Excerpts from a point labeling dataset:
-- start --
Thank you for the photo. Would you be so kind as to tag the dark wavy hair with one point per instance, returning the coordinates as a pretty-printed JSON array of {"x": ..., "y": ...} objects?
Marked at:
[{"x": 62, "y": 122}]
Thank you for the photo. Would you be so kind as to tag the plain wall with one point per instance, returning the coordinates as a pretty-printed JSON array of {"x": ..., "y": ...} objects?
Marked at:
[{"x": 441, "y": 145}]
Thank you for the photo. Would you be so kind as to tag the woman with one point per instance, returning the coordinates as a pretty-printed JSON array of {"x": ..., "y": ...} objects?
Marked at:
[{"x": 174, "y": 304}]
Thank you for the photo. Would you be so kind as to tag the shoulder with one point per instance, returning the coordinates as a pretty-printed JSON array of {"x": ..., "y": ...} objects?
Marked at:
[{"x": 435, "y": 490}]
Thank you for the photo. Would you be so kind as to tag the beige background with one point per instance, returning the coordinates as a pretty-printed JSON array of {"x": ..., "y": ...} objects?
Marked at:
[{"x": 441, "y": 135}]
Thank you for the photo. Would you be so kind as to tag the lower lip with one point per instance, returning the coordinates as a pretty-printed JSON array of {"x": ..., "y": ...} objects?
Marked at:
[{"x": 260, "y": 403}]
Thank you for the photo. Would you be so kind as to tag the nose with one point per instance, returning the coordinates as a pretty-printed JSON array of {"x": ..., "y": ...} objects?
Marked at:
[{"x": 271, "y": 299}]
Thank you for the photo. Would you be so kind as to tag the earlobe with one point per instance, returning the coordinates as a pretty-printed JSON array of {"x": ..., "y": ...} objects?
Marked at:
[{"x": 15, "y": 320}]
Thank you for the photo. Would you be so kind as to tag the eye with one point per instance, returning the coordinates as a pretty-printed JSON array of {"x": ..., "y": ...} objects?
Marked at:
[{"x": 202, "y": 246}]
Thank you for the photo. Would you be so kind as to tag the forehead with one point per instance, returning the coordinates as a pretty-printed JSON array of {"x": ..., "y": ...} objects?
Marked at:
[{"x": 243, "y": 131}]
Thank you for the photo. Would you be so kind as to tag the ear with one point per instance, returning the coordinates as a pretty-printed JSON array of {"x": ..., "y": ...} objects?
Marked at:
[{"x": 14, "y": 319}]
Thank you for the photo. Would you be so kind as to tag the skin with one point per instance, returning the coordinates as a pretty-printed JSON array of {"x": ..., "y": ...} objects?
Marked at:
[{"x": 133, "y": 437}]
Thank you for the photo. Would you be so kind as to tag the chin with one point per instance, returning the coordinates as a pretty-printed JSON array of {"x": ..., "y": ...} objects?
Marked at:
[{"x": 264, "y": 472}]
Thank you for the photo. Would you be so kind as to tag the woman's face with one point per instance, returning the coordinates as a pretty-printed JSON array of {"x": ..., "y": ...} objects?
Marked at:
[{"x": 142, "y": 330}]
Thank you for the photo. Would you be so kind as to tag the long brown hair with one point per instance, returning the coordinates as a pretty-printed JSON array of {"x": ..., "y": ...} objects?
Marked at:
-- end --
## WRITTEN INSTRUCTION
Revise the data above by changing every "Marked at" to "Labeled at", keeping everything else the same.

## OUTPUT OF THE EXERCISE
Thank you for the photo. Would you be so kind as to tag the dark wavy hair with one point per instance, returning the coordinates as a pretty-printed JSON array of {"x": ..., "y": ...} objects?
Labeled at:
[{"x": 62, "y": 122}]
Thank you for the photo. Would you be so kind as to tag the plain wall with one point per instance, returning the coordinates as a pretty-printed JSON array of {"x": ..., "y": ...} objects?
Labeled at:
[{"x": 441, "y": 145}]
Thank you for the photo. Would you be so kind as to tag the woman with one point per instance, returning the coordinates as a pretty-printed JSON array of {"x": ..., "y": ...} objects?
Labeled at:
[{"x": 174, "y": 304}]
Thank you for the photo. Would you be so kind as to tag the shoulder with one point per instance, returning the coordinates as a pretty-printed JSON array of {"x": ..., "y": ...} objects?
Labeled at:
[{"x": 435, "y": 490}]
Thank you for the photo. Would you be so kind as to tag the beige background with one point per instance, returning the coordinates as a pretty-printed JSON array of {"x": ..., "y": ...} objects?
Labeled at:
[{"x": 441, "y": 135}]
Thank you for the photo. Would you be so kind as to tag the lower lip with one point per instance, returning the coordinates as a pretty-printed JSON array of {"x": ..., "y": ...} objects?
Labeled at:
[{"x": 260, "y": 403}]
Thank you for the photo. Would you be so kind as to tag the nose with one point per instance, returning the coordinates as a pretty-printed JSON array of {"x": ..., "y": ...} objects?
Labeled at:
[{"x": 271, "y": 299}]
Thank you for the photo. Would you be so kind as to tag the earlobe with one point per instance, returning the coordinates as a pretty-printed JSON array of {"x": ..., "y": ...} objects?
Labeled at:
[{"x": 15, "y": 320}]
Thank you for the photo. Would you be so kind as to tag the eye with one point per instance, returning the coordinates as a pretty-printed JSON array of {"x": ..., "y": ...} objects?
Labeled at:
[{"x": 202, "y": 246}]
Thank you for the photo. Would you be so kind as to tag the forehead with one point per instance, returning the coordinates as a pretty-printed JSON array of {"x": ..., "y": ...} objects?
Labeled at:
[{"x": 243, "y": 131}]
Thank you for the photo. Would you be so kind as to tag the ear with one point per instance, returning the coordinates as a pretty-printed JSON array of {"x": ..., "y": ...} objects?
Labeled at:
[{"x": 14, "y": 319}]
Thank you for the photo. Would you be so kind as to tag the skin with one point per instance, returning the coordinates as a pretty-printed JSON array of {"x": ..., "y": ...} objects?
Labeled at:
[{"x": 133, "y": 437}]
Thank you for the photo. Would you be so kind as to tag the chin with one point per instance, returning the coordinates as a pretty-printed JSON array of {"x": ..., "y": ...} objects?
Labeled at:
[{"x": 264, "y": 472}]
Thank you for the photo. Would you be so kind as to tag the woman's face with one point per instance, returning the coordinates as a pretty-printed JSON array of {"x": ..., "y": ...} objects?
Labeled at:
[{"x": 142, "y": 330}]
Thank you for the photo. Would you be so kind as to tag the long brown hair with one point per instance, returning the coordinates as a pretty-printed JSON array of {"x": ..., "y": ...} objects?
Labeled at:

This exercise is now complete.